» What to do
Could you copy out the listing below word for word, leaving out the pictures?

» Extracted records
· · · ·
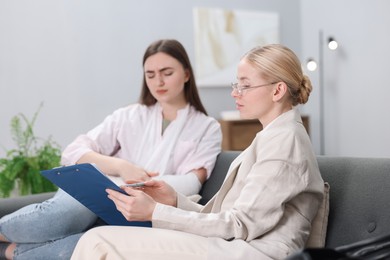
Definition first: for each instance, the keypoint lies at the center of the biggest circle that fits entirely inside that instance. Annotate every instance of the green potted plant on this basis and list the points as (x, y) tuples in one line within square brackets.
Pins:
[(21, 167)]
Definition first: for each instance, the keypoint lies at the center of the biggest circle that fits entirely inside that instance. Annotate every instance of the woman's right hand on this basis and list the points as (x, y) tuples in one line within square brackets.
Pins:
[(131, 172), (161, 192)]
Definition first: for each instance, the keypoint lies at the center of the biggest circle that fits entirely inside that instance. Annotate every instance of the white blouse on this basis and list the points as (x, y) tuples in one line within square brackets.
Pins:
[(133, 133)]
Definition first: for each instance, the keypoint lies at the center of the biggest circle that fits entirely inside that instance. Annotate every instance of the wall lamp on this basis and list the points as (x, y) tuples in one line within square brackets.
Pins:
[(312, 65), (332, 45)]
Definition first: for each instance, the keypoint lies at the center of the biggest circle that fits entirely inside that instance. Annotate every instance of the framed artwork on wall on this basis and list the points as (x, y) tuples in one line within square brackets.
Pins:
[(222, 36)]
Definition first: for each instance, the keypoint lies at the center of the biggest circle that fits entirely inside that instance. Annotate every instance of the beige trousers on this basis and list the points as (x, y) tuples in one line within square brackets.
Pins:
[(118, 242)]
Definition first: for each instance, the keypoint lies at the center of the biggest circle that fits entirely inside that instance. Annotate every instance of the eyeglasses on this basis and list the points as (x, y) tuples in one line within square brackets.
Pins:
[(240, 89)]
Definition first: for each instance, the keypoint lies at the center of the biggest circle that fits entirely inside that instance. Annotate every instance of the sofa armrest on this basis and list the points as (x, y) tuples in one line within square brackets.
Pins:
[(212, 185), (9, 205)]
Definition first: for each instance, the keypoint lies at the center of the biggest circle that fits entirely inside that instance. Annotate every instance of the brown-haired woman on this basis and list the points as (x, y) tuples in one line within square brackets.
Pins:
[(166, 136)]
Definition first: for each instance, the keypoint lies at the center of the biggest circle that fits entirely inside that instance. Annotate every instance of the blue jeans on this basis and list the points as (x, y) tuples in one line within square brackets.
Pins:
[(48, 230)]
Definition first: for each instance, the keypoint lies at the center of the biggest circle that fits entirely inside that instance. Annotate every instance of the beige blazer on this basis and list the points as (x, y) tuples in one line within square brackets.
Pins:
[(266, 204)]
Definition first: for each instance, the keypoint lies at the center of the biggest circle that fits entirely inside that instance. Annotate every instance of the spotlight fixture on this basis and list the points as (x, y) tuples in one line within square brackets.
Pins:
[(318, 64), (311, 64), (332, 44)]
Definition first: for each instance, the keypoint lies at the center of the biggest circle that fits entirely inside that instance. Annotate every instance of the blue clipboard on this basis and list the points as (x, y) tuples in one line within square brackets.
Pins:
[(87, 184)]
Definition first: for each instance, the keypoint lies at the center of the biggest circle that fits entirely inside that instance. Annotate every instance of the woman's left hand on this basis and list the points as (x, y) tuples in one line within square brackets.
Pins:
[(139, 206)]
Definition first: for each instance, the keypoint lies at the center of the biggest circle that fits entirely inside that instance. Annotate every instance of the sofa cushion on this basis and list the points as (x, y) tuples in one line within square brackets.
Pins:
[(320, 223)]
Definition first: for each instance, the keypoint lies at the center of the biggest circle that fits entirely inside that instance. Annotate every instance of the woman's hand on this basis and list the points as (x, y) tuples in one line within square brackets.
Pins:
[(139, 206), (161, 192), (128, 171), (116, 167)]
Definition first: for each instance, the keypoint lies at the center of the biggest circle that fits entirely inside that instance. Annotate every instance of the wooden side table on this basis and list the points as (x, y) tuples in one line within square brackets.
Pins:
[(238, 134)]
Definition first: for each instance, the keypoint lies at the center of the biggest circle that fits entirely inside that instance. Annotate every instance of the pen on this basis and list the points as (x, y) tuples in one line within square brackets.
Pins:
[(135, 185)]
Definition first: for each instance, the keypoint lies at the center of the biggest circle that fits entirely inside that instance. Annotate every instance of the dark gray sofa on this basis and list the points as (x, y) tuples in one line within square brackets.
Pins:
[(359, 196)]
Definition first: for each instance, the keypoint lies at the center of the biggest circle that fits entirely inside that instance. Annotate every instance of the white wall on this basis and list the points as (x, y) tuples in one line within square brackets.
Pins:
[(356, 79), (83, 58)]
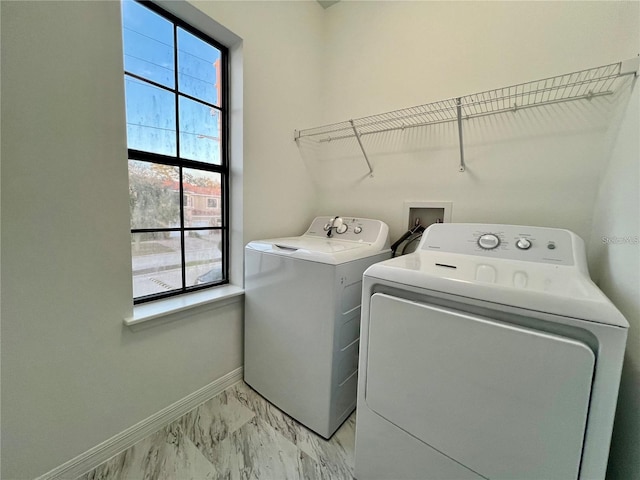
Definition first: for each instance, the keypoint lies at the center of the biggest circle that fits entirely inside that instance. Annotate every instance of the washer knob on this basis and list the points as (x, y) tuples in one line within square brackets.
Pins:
· · · ·
» Result of this task
Definition first: for each instance, the keypoint lies at the center of the biggest circle that fits entirely inside that instance. Annotate every instance of the green potted plant on this basis and list the points as (x, y) tuples in one line within square brackets.
Pins:
[(21, 167)]
Definition first: for each instance, the keypoint lies at the center of the biggest circle that fits entirely inside that instance. Annotate every instance of the woman's right hand on this basis and list the points as (x, y) tuples in one line within square brackets.
Pins:
[(131, 172), (161, 192)]
Definition first: for each instance, the keypoint lies at the center of the biggest circle that fits entirely inside that instance. Annotate every instance of the white blouse on this basis and list the points as (x, y) tuples in one line within square brackets.
Pins:
[(133, 133)]
Definition first: for each instance, the keypoint lies at the center of the biggest circle that fits entirely inside that instance. Annotate every instance of the wall lamp on this basis and list the points as (x, y) tuples in one line within square brackets.
Pins:
[(312, 65), (332, 45)]
Definition first: for each instance, the keypoint lies at the center of the biggest circle that fits entirely inside that instance. Annotate every instance of the framed artwork on wall on this basis and list the points as (x, y) tuples in one line within square brackets.
Pins:
[(222, 36)]
Definition first: for each instance, the keypoint lies at the center of the biggest circle that fits entirely inside that instance. Annotate every instance of the beige trousers on this basis and list the points as (x, y) tuples in one line within square brackets.
Pins:
[(118, 242)]
Definition first: for each instance, the keypoint lies at the center of the biggest circle that fits entirely inside that instance. Annotate every instance of the eyeglasses on this basis and list the points as (x, y) tuples in one line within square brackets.
Pins:
[(240, 89)]
Definition first: for each instance, the keypoint lies at the center of the biggest circle that fits entirely inside that instance. Annotate every instance of the sofa armrest on this basis and list the points as (x, y) tuples in one line within square brackets.
Pins:
[(212, 185), (9, 205)]
Definition first: for each instance, the keypoint lies at the center of the biggest circle that fits entirely inside that instance. Annotate every instance of the brown-haired woman on this basis and list the points as (x, y) tuples in one line within square brackets.
Pins:
[(166, 136)]
Definition first: for each instance, the keypoint lies at the center of the biggest circle that fits entirely inside that instance. Annotate every instance of the blue jeans on this basis and list the points as (x, y) tuples in one line within square brackets.
Pins:
[(48, 230)]
Definition first: for each instance, the keypoint lies at the center of the biggest circle that fits entirely inside that instance. Annotate every instance of the beige blazer on this basis and list the points as (x, y) tuples in one line within square brackets.
Pins:
[(266, 204)]
Definition first: for each instance, the keypoint lies at the center of the biggest circle that fits entirely inside that instance. Annotate every instance of the spotlight fixture on this basis and list the points as (x, y) tuples in one line within square brackets.
Pins:
[(318, 64), (311, 64), (332, 44)]
Definition first: for each instance, the keypoint lies at the center of the biggest circle that fits entirely inside that instance. Annotate every instance of the blue clipboard on this basis and list the points as (x, y) tuples in one line within square brackets.
Pins:
[(87, 184)]
Definition first: for each instance, the keypoint lies at the center of the biggest circle that fits entirely inside that instance. Annotate every instance of the woman's left hand on this basis and list the points as (x, y) tuples in one line within square brackets.
Pins:
[(139, 206)]
Definition first: for each instance, the keypoint lies at the center of the biggest circle that fits entirely inside that instance. Annotate every instance of the sofa cushion on this basis and list the points as (x, y) tuples in one line within square brackets.
Pins:
[(320, 223)]
Definition first: for each instance, the keypoint lies at the center of the biggest circle that fits entirely inside that instance. Annotate every instance of the woman's hand on this basis and list the points as (x, y) tuples in one line within square brackets.
Pins:
[(139, 206), (161, 192), (128, 171), (116, 167)]
Definition first: for each instance, the keypoint lies at the center of the biggest circle that fits entirely inside that instance. Annotate every instance of the wooden side table on this basis and list the points as (x, y) tuples in one line within square brackets.
Pins:
[(238, 134)]
Definition first: for each instance, the keypoint lies at the center of the biggest circle that fits entirely inside that instance. Annotate every instance of the pen on this basis and list the points as (x, y) tuples in one line within square brackets.
Pins:
[(135, 185)]
Definition first: for each instance, the keypoint lies at the center of the biggest circle that fits entirely inside that instance. Annotate every instance of the dark gray sofa on this basis and list the points as (x, y) tuples in one line within square brackets.
Pins:
[(359, 196)]
Definition first: for each instance, the keypoint lies at the center of the biggest circle that fits entirely inside that instance. Annotate every instance of the white wall on this basis and list the points as (x, y) tuples in one line within square brackets.
Pins:
[(356, 79), (83, 58)]
Definition first: for each instance, the keypoint lies at the center of the biggest circle that fits entirely inside that instance. Annotate every instance of the washer knob on this basis and list the points as (x, y) tuples in one line within square brackets.
Pins:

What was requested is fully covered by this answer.